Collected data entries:
•••
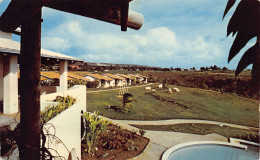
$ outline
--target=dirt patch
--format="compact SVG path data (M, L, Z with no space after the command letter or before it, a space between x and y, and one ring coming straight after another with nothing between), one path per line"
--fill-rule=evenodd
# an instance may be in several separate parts
M149 143L149 139L135 132L110 125L108 132L98 140L94 155L84 152L86 144L82 144L82 160L125 160L139 155Z

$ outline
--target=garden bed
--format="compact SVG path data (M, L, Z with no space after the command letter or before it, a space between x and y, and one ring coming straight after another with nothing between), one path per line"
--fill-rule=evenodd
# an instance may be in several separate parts
M122 129L119 126L109 125L108 132L102 133L97 141L95 154L91 155L84 150L82 143L82 160L125 160L139 155L149 143L149 139L137 135L135 132Z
•••
Exercise objective: Transcribe all records verbatim and omit each image.

The answer:
$ outline
--target=dirt patch
--format="compact SVG path data (M, L, Z with no space after the command letter or before it, a space between x and y, and one ring coming straight after another with nothing between), one path per line"
--fill-rule=evenodd
# an instance may be in several separate parts
M149 143L149 139L135 132L110 125L108 132L98 140L94 155L84 152L86 144L82 144L82 160L125 160L139 155Z

$ outline
--target=garden bed
--format="compact SVG path data (M, L, Z with no space after the command letter or before it, a space between x and y, and one ring coming straight after another with nothing between), one path per line"
--fill-rule=evenodd
# an instance may be in several separate parts
M122 129L119 126L109 125L108 132L102 133L97 141L95 154L91 155L84 150L82 143L82 160L125 160L139 155L149 143L149 139L137 135L135 132Z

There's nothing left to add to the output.